## Dataset excerpts
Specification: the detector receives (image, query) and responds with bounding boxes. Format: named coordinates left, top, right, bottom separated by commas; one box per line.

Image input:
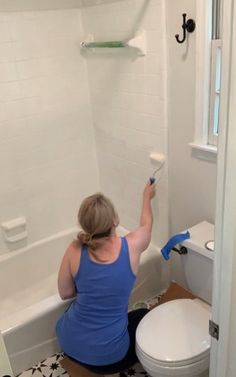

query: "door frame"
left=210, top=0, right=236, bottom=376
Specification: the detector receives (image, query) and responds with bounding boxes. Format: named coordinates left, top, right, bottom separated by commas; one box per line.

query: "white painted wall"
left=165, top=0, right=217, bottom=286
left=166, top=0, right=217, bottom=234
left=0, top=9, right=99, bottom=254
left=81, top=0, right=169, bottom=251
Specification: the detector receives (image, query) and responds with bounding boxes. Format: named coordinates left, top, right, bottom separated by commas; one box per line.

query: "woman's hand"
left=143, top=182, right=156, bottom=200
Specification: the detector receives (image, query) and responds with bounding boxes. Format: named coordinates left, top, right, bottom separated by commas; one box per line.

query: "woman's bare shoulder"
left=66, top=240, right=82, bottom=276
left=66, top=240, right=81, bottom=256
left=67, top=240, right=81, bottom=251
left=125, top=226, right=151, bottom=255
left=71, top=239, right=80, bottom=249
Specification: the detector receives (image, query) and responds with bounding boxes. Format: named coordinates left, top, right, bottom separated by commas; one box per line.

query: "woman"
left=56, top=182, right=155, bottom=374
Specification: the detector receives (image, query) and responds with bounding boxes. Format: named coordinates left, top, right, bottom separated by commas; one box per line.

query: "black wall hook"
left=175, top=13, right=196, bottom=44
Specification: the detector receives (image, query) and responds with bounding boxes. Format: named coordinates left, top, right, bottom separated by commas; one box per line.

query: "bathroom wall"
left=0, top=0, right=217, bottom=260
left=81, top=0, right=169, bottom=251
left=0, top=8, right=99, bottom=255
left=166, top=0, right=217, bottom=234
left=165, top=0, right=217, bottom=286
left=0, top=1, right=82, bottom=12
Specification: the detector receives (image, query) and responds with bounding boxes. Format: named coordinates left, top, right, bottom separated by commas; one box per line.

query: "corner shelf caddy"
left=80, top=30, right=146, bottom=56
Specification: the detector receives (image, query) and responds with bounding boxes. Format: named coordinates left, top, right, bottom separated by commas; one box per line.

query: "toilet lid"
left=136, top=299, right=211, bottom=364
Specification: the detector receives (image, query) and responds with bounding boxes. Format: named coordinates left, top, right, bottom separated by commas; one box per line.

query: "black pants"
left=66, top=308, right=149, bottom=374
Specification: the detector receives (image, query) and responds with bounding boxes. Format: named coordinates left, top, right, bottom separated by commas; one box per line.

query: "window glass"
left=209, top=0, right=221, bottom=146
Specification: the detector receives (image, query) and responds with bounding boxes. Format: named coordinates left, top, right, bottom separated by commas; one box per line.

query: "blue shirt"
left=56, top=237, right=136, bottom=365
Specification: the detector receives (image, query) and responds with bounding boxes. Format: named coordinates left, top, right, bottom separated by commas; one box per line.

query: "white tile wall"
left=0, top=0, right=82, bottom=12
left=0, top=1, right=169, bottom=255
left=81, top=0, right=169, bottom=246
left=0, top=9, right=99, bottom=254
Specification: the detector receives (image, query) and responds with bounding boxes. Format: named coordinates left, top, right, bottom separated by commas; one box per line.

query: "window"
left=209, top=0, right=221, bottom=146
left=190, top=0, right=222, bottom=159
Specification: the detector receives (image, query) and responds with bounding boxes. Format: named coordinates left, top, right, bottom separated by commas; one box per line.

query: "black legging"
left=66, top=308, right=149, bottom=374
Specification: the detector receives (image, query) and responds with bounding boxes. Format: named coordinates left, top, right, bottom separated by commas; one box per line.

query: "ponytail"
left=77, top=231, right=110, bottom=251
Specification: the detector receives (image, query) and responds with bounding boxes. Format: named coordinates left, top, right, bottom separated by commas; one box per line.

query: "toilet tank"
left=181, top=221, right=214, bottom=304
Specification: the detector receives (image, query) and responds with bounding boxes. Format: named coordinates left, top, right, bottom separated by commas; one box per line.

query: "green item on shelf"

## Work to be completed
Output the full set of records above without changing a word, and drop the images.

## Written answer
Specification: the detector receives (image, query) and responds with bounding boxes. Format: named coordinates left, top, right, bottom separated by commas; one box per line.

Image input:

query: "door frame"
left=210, top=0, right=236, bottom=376
Specification: the detector receives (image, query) and responds with bounding boxes. Format: named coordinates left, top, right, bottom separated by commas; one box per line.

query: "white painted wall"
left=165, top=0, right=217, bottom=286
left=166, top=0, right=217, bottom=234
left=0, top=9, right=99, bottom=254
left=81, top=0, right=169, bottom=251
Specification: the detector receives (image, query) and responds with bounding boxes. Format: named coordinates left, top, right, bottom separated by commas; one box per line.

query: "woman's hand"
left=143, top=182, right=156, bottom=200
Specification: the detector receives (image, query) and responds with bounding boxes. Format: named coordinates left, top, right, bottom separated by commas; one box per line.

query: "woman's bare shoulder"
left=66, top=240, right=82, bottom=276
left=66, top=240, right=81, bottom=256
left=67, top=240, right=81, bottom=251
left=125, top=226, right=151, bottom=255
left=71, top=239, right=80, bottom=249
Specification: the detector receives (image, query) and responds with bounding boxes. Format: named coordinates left, top, right, bottom separated by commas; one box per line.

query: "woman"
left=56, top=182, right=155, bottom=374
Specification: the detector receives (image, query) and responds with bounding boxes. Format: named coordinates left, top, right, bottom separated by commas; one box per line.

query: "black wall hook"
left=175, top=13, right=196, bottom=44
Specification: the detector receives (image, query) and responds with bounding boxes. Format: named coordinates left, top, right, bottom separated by commas; one box per line.

query: "bathroom wall"
left=0, top=0, right=217, bottom=260
left=81, top=0, right=169, bottom=251
left=0, top=8, right=99, bottom=255
left=166, top=0, right=217, bottom=234
left=165, top=0, right=217, bottom=286
left=0, top=1, right=82, bottom=12
Specification: the detector receives (image, query) and responds with bounding boxes. Format: named coordinates left, top, right, bottom separated by commas; one box per line.

query: "corner shelf caddy"
left=80, top=30, right=146, bottom=56
Specification: the detector receives (image, query) and responds with bounding boxes. Format: named coordinates left, top, right, bottom separated by commas; one box per line.

query: "toilet lid"
left=136, top=299, right=211, bottom=364
Specification: the detector receives (image, query) and responds with bounding boxes. Format: named coordinates left, top, right, bottom separated by commas; one box per line.

query: "black pants"
left=66, top=308, right=149, bottom=374
Specification: the detector receives (image, query) and responds with bounding boxes. Format: named coordinates left, top, right, bottom separated by commas; one box per line.

query: "window glass"
left=209, top=0, right=221, bottom=146
Specification: the detector receives (image, query) and responds with bounding boxes. Format: named coordinates left, top, right, bottom separated by commas; one box per line.

query: "blue shirt"
left=56, top=237, right=136, bottom=365
Specification: the detector receives (image, query) and responds with bounding boxes. Format: named coordinates left, top, right, bottom separated by commas; one box per line.

query: "white tile wall"
left=0, top=0, right=82, bottom=12
left=0, top=1, right=169, bottom=255
left=81, top=0, right=169, bottom=246
left=0, top=9, right=99, bottom=254
Specification: the detector receives (image, query) and responds with bounding boxes. Format: named coordinates left, top, right, bottom separated by commas; one box per line.

query: "window"
left=209, top=0, right=221, bottom=146
left=190, top=0, right=222, bottom=159
Specification: the detector receives (image, query) and responds with bounding boxes. Format: named coordinates left, top, right, bottom separated by commas; one box per line.

query: "black legging"
left=66, top=308, right=149, bottom=374
Specification: the detector receives (image, query) and responds with bounding boxes. Format: named coordinates left, top, right, bottom separated by commas; one box per line.

query: "ponytail"
left=77, top=231, right=110, bottom=251
Specification: the detector receives (image, query) and responds with bounding boxes. Format: named coordinates left, top, right, bottom separated by commas; one box per line.

query: "toilet tank"
left=181, top=221, right=214, bottom=304
Specification: the detector receives (image, query) and responds with bounding boxes. Format: named coordinates left, top, right, bottom separated by commas; one box per line.

query: "green item on shelf"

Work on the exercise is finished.